-- Begin Source --

# Pyspark Experimentation - Data Cleaning and Analysis


# Importing all Libararies

In [63]:
from pyspark.sql import SparkSession

In [67]:
import findspark 

In [76]:
import findspark
from pyspark import SparkContext
from pyspark.sql import Window, Row
from pyspark.sql.functions import *
from pyspark.sql.types import *
import matplotlib.pyplot as plt

In [9]:
pip install findspark

Collecting findspark
  Downloading findspark-2.0.1-py2.py3-none-any.whl (4.4 kB)
Installing collected packages: findspark
Successfully installed findspark-2.0.1
Note: you may need to restart the kernel to use updated packages.


# Starting Spark Session

In [64]:
spark = SparkSession.builder.appName('Proto').getOrCreate()

In [75]:
spark

# Importing CSV Data and converting to Dataframe

In [68]:
##
def loaddata(filename):
    df = spark.read.format('csv').options(header=True, inferSchema = True).load(filename)
    return df

df_matches = loaddata('./Matches.csv')
df_matches.show()

-- End Source --

Problem to work on: Extend the PySpark data cleaning notebook, starting after its final cell. The rows come from a different source than the PySpark notebook.

-- Begin Data --

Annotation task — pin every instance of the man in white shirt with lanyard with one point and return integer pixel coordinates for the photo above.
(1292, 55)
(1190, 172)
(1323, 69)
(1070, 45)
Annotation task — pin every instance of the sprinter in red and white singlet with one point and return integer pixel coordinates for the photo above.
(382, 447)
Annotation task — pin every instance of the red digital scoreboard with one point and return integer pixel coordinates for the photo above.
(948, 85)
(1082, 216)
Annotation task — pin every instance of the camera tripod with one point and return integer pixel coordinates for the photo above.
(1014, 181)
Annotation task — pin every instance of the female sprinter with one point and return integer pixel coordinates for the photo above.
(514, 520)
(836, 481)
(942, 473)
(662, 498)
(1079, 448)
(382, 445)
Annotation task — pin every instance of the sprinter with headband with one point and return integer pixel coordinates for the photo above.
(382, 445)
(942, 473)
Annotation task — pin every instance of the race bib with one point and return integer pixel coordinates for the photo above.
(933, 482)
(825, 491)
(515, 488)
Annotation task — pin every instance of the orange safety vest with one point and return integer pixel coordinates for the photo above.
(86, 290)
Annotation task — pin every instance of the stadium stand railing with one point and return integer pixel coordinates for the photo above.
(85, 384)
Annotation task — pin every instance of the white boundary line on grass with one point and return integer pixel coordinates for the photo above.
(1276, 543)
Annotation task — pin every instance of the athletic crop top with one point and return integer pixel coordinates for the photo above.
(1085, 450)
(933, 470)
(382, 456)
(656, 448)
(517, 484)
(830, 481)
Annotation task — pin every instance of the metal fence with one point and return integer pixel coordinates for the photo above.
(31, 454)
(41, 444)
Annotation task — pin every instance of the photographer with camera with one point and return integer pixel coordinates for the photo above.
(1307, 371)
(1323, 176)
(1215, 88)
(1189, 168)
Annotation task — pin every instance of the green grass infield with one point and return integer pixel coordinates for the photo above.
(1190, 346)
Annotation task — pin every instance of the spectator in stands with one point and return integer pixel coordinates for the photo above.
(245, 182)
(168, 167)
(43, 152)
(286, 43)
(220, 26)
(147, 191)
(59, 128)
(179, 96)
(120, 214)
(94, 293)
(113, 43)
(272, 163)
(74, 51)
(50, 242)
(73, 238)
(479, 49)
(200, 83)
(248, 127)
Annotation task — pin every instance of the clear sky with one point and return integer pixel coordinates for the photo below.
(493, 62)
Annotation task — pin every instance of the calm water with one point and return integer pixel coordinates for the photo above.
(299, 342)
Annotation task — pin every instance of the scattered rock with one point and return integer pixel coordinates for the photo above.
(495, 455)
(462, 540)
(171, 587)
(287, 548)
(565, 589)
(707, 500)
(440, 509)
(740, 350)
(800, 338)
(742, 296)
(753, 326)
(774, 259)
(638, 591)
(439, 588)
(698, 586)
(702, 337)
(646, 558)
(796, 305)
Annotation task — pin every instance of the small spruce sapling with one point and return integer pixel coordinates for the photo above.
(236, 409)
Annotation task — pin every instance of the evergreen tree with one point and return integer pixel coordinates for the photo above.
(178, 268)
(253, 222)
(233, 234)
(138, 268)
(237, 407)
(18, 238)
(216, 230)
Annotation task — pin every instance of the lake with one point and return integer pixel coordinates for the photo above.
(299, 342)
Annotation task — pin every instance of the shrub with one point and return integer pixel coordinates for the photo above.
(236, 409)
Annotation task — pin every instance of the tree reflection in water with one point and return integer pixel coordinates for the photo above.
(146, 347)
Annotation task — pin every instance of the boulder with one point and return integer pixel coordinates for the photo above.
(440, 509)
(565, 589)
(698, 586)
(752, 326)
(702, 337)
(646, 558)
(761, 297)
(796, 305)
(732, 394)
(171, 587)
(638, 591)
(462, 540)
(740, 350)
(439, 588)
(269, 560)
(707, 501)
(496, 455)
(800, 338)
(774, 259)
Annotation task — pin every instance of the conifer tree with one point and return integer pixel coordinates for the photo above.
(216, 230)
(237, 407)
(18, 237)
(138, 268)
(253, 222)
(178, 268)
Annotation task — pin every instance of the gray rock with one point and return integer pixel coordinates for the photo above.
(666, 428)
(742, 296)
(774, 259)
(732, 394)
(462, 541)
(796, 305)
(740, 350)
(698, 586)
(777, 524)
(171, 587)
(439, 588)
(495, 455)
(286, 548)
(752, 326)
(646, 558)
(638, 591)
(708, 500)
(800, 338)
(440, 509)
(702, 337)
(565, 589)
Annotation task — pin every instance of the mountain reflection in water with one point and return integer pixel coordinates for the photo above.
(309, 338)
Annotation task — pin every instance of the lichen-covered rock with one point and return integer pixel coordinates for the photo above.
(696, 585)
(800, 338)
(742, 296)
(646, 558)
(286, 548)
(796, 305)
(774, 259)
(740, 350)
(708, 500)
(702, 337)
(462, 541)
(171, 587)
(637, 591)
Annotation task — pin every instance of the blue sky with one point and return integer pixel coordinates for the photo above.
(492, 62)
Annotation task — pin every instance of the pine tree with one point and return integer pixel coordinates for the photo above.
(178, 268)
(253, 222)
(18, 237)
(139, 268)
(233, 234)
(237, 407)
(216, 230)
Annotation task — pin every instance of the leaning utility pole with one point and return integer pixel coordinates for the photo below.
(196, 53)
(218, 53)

-- End Data --

Answer to the problem:
+--------+---+------+-------------------+------------------+--------------+----+----+---+
|Match_ID|Div|Season|               Date|          HomeTeam|      AwayTeam|FTHG|FTAG|FTR|
+--------+---+------+-------------------+------------------+--------------+----+----+---+
|       1| D2|  2009|2010-04-04 00:00:00|        Oberhausen|Kaiserslautern|   2|   1|  H|
|       2| D2|  2009|2009-11-01 00:00:00|       Munich 1860|Kaiserslautern|   0|   1|  A|
|       3| D2|  2009|2009-10-04 00:00:00|     Frankfurt FSV|Kaiserslautern|   1|   1|  D|
|       4| D2|  2009|2010-02-21 00:00:00|     Frankfurt FSV|     Karlsruhe|   2|   1|  H|
|       5| D2|  2009|2009-12-06 00:00:00|             Ahlen|     Karlsruhe|   1|   3|  A|
|       6| D2|  2009|2010-04-03 00:00:00|      Union Berlin|     Karlsruhe|   1|   1|  D|
|       7| D2|  2009|2009-08-14 00:00:00|         Paderborn|     Karlsruhe|   2|   0|  H|
|       8| D2|  2009|2010-03-08 00:00:00|         Bielefeld|     Karlsruhe|   0|   1|  A|
|       9|

In [69]:
##Renaming Columns

old_cols = df_matches.columns[-3:]
new_cols = ["HomeTeamGoals", "AwayTeamGoals", "FinalResult"]

old_new_cols = [*zip(old_cols, new_cols)]
for old_col, new_col in old_new_cols:
    df_matches = df_matches.withColumnRenamed(old_col, new_col)

df_matches.limit(5).toPandas()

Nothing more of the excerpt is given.